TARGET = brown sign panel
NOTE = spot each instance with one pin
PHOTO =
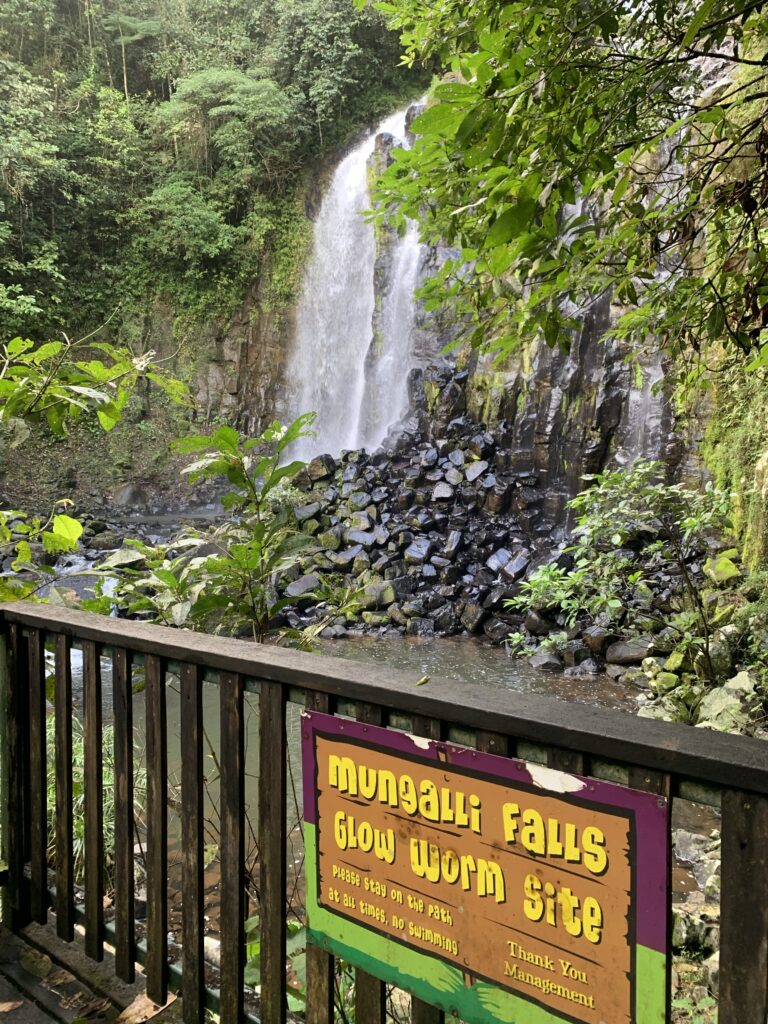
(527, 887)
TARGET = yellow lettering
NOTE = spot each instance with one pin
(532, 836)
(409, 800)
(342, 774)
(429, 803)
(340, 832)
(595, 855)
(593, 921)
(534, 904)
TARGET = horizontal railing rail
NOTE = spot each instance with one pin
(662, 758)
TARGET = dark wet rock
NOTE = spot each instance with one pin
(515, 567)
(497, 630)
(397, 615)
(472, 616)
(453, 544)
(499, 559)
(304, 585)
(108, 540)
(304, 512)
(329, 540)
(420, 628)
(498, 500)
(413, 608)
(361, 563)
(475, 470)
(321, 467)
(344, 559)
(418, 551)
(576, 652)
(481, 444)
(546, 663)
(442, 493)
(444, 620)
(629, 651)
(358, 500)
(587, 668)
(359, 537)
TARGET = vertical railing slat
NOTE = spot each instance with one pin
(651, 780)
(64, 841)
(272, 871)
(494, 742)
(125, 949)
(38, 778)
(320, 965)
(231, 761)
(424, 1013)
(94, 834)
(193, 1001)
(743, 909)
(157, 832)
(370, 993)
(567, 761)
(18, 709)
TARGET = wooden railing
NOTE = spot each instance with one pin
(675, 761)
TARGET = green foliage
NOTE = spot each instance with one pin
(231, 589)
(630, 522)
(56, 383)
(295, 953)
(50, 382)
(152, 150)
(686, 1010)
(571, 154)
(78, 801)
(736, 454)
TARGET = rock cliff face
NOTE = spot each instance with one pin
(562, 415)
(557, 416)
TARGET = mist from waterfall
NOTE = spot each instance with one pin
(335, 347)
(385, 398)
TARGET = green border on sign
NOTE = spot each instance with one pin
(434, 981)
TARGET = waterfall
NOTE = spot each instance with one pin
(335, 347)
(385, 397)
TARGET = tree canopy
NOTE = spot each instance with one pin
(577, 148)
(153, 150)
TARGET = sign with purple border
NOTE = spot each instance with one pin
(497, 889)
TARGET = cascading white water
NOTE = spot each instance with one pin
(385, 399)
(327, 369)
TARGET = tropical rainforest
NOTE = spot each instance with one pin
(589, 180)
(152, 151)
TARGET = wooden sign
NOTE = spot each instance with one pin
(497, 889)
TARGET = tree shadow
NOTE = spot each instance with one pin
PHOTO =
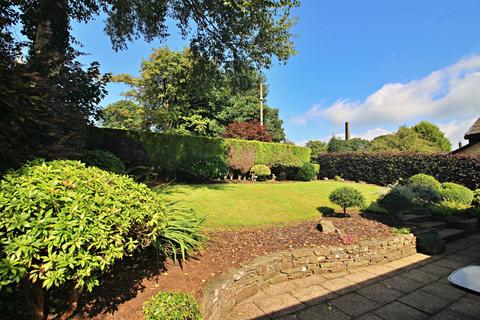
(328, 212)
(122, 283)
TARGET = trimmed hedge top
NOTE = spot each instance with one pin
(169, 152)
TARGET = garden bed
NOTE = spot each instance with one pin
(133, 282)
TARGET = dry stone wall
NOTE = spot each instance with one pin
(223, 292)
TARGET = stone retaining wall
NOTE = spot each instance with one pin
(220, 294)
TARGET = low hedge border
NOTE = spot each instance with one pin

§ **Given task**
Copy out every row above word for word, but leave the pictures out.

§ **Task result**
TARGET = brown sign panel
NOTE = spot each instance with one pin
PHOTO =
(527, 887)
TARGET = yellow lettering
NOTE = spot each instance with one pin
(532, 836)
(409, 800)
(342, 774)
(429, 803)
(340, 832)
(595, 855)
(593, 921)
(534, 904)
TARGET = horizontal railing rail
NOTE = spot each instance with one pin
(662, 758)
TARGET = dark wet rock
NOTE = spot each instance with one pin
(515, 567)
(497, 630)
(397, 615)
(472, 616)
(453, 544)
(499, 559)
(304, 585)
(108, 540)
(304, 512)
(329, 540)
(420, 628)
(498, 500)
(413, 608)
(361, 563)
(475, 470)
(321, 467)
(344, 559)
(418, 551)
(576, 652)
(481, 444)
(546, 663)
(442, 493)
(444, 620)
(629, 651)
(358, 500)
(587, 668)
(359, 537)
TARGET = vertical railing slat
NOTE = spot each instance with one pin
(651, 780)
(64, 841)
(272, 871)
(494, 742)
(125, 949)
(38, 778)
(320, 965)
(231, 761)
(424, 1013)
(94, 834)
(193, 1001)
(743, 909)
(157, 832)
(370, 993)
(567, 761)
(18, 709)
TARGET = wooden railing
NOTE = spot each instance with one pin
(675, 761)
TARGET = green foliage
NOTE = spot each instance with one pin
(231, 589)
(630, 522)
(56, 383)
(295, 953)
(50, 382)
(152, 150)
(686, 1010)
(571, 154)
(78, 801)
(736, 454)
TARGET = rock cliff face
NOTE = spot each instance with one pin
(562, 415)
(557, 416)
TARGET = mist from waterfall
NOTE = spot each instance with one pin
(335, 347)
(385, 398)
TARGET = green border on sign
NOTE = spot each instance with one pin
(434, 981)
TARGET = waterfall
NOTE = spot each instance with one pin
(335, 347)
(385, 397)
TARGET = tree canopy
NOTE = spot each instance with one pin
(577, 148)
(153, 150)
TARGET = sign with purple border
NOTE = spot each instance with one pin
(497, 889)
TARGET = cascading white water
NOTE = spot each instance with one pin
(385, 399)
(327, 369)
TARGET = tropical rainforest
NOTE = spot each instance with one pin
(589, 180)
(152, 151)
TARGET = wooden sign
NOTE = spot each instance with one pin
(497, 889)
TARGET = tree shadow
NOTE = spot each instance with one pin
PHOTO =
(328, 212)
(122, 283)
TARGET = trimmed hedge top
NOTE = spot each instance with one pin
(169, 152)
TARGET = garden bed
NOTE = spot each instance with one pin
(133, 282)
TARGET = dry stone wall
NOTE = spot each instance with one pin
(223, 292)
TARGET = stone retaining wall
NOTE = spot each instance with one pin
(220, 294)
TARGET = low hedge border
NOTE = spot each instance with one pin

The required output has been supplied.